To do
What follows is a set of records, each of which is to be written out exactly.

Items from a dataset
════════════════
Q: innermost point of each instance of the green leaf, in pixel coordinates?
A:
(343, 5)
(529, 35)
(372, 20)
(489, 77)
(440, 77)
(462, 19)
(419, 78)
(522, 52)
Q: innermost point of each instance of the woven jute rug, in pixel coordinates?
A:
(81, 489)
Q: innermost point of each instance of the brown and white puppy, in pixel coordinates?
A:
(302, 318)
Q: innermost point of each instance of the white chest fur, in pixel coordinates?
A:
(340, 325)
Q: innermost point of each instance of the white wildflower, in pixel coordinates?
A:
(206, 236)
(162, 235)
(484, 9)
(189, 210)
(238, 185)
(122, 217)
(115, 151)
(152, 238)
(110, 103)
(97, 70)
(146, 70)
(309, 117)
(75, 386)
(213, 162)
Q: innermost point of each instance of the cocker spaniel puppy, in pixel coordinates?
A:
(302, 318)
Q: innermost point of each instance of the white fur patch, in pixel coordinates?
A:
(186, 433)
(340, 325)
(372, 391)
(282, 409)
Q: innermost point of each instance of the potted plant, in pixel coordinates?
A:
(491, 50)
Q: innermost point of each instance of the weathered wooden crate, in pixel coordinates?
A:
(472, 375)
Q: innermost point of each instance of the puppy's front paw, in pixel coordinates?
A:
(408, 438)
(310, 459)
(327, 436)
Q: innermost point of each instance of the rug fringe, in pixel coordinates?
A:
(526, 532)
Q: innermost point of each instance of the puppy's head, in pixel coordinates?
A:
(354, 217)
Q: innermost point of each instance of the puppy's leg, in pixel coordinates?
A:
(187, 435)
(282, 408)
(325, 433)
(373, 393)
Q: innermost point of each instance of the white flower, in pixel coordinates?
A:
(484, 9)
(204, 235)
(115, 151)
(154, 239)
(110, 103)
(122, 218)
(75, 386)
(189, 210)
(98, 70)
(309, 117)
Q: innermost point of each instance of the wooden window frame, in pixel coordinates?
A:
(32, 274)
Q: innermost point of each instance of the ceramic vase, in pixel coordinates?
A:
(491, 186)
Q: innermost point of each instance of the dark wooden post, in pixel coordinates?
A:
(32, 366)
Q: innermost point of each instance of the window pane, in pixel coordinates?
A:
════════════════
Task result
Q: innermost point of each instance of the green leaf, in pixel coordinates?
A:
(343, 5)
(529, 35)
(372, 20)
(489, 77)
(440, 77)
(462, 19)
(419, 78)
(522, 52)
Q: innermost point of each instance of the woven jute rug, in pixel coordinates?
A:
(81, 489)
Q: innermost point of each instance of the brown and white puppy, in pixel coordinates?
A:
(302, 318)
Q: innermost point of each instance of the white chest fur, in pixel coordinates?
A:
(340, 325)
Q: innermost point of each instance of the white wildflower, in pixel coordinates?
A:
(206, 236)
(162, 235)
(484, 9)
(189, 210)
(238, 185)
(122, 217)
(115, 151)
(152, 238)
(110, 103)
(97, 70)
(146, 70)
(309, 117)
(75, 386)
(213, 162)
Q: innermost point of each instance of the cocker spaniel puppy, in pixel coordinates?
A:
(302, 318)
Q: innermost point of each instance of the white fur patch, in pixel coordinates?
A:
(186, 433)
(340, 325)
(372, 391)
(282, 409)
Q: innermost point of each instance of the potted plant, in pixel coordinates?
A:
(491, 50)
Q: innermost point of each instance of the weathered wooden crate, in pixel coordinates?
A:
(472, 375)
Q: innermost point of each instance of the puppy's front paw, in pixel coordinates?
A:
(408, 438)
(310, 459)
(327, 436)
Q: innermost point of each instance of the rug fringe, in pixel coordinates?
A:
(526, 532)
Q: innermost point of each instance of the puppy's head, in pixel coordinates?
A:
(354, 217)
Q: innermost point of each instance of the puppy's leg, in pixel coordinates?
A:
(187, 435)
(282, 408)
(325, 433)
(373, 393)
Q: innermost point of each instance of the white flower, in pixel coordinates?
A:
(484, 9)
(204, 235)
(115, 151)
(154, 239)
(110, 103)
(122, 218)
(75, 386)
(189, 210)
(98, 70)
(309, 117)
Q: innermost point of each instance of the wooden window frame, in pixel coordinates?
A:
(32, 274)
Q: innermost point of each instance of the ceramic vase, in pixel coordinates?
A:
(491, 186)
Q: innermost point of each instance of the dark wooden post, in pixel coordinates?
A:
(32, 366)
Q: innermost point of each instance of the window pane, in pixel coordinates?
A:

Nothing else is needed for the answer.